## [Request]
Retype all the records with nothing changed.

## [Provided records]
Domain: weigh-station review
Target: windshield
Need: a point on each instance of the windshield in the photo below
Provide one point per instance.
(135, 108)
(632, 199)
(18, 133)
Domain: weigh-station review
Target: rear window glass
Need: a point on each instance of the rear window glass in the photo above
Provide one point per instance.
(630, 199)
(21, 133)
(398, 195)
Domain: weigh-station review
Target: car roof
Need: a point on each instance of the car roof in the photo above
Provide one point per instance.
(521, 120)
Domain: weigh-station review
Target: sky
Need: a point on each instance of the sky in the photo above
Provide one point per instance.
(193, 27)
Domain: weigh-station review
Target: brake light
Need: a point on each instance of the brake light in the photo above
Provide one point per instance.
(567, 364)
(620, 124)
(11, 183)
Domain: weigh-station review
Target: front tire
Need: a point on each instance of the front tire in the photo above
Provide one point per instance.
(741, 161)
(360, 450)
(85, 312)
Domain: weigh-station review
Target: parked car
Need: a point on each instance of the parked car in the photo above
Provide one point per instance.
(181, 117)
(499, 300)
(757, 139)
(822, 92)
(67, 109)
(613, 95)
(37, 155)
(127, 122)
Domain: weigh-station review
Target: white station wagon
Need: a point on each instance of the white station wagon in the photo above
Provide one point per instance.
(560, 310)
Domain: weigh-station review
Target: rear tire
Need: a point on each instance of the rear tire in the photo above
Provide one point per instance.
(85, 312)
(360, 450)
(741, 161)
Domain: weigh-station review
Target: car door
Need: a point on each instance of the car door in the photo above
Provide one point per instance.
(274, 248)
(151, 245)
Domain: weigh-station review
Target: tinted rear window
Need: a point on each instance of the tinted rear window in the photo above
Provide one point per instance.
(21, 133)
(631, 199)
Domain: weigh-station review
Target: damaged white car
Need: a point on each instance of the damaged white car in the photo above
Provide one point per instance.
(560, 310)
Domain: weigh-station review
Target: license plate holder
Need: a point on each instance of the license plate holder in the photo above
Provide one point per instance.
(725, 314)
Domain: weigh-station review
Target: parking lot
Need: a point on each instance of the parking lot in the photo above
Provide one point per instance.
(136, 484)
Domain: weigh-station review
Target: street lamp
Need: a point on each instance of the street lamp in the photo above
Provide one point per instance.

## [Output of the task]
Domain: weigh-station review
Target: windshield
Need: a point on each instance of the windshield in the photo below
Provide one point per instance.
(135, 108)
(632, 199)
(18, 133)
Domain: weigh-station review
Target: rear window glass
Need: a point on each instance of the rear window glass in the photo above
Provide one point per instance.
(630, 199)
(21, 133)
(398, 195)
Domain: weigh-station review
Target: car roof
Need: a point on each instance of the car roof in the photo above
Provide one point per instance.
(521, 120)
Domain: weigh-station review
Target: sky
Need: a point on each instance of the sky in the photo above
Provide one point per instance.
(193, 27)
Domain: weigh-station review
Target: brake light
Need: a point on each instance of the brake light in the photo above
Provide one point per instance.
(567, 364)
(620, 124)
(11, 183)
Domain: weigh-station review
Target: front tire
Need: a point on each instance of the front tire in the photo above
Provide one point per instance.
(741, 161)
(360, 450)
(85, 312)
Domain: weigh-station review
Target: parked car
Need: a point on each instance of the parked car in the photo above
Provide one point per instance.
(181, 117)
(499, 300)
(757, 139)
(822, 92)
(67, 109)
(613, 95)
(37, 155)
(127, 122)
Domain: weigh-station review
Target: white station wagon
Need: a point on each instance of the white station wagon in the photo above
Provide one point per instance.
(560, 310)
Domain: weigh-station review
Target: rear tire
Need: a point on each instance of the rear tire in the photo above
Provide one point per instance.
(85, 312)
(360, 450)
(741, 161)
Domain: weigh-station review
Target: car door
Need: a point on each instance of the car door in the photo above
Provide one point per instance.
(274, 248)
(151, 245)
Domain: weigh-station review
Target: tinted rear window
Need: a point on each instance of the tinted rear window in the photo above
Provide one point per instance.
(21, 133)
(631, 199)
Domain: weigh-station review
Target: damaged white car
Need: a point on each instance of the damaged white car in the photo above
Provide one point per instance.
(560, 310)
Domain: weigh-station review
Target: license plate holder
Need: a point on each instance of the license plate holder in the photo above
Provide one point per instance.
(725, 314)
Domain: weigh-station review
Target: parking lot
Need: a point on each instance of the parking lot in the photo above
Provide one point per instance.
(136, 484)
Domain: weigh-station review
Target: street lamp
Need: a point on each instance of the street lamp in the photo above
Provide one point per instance.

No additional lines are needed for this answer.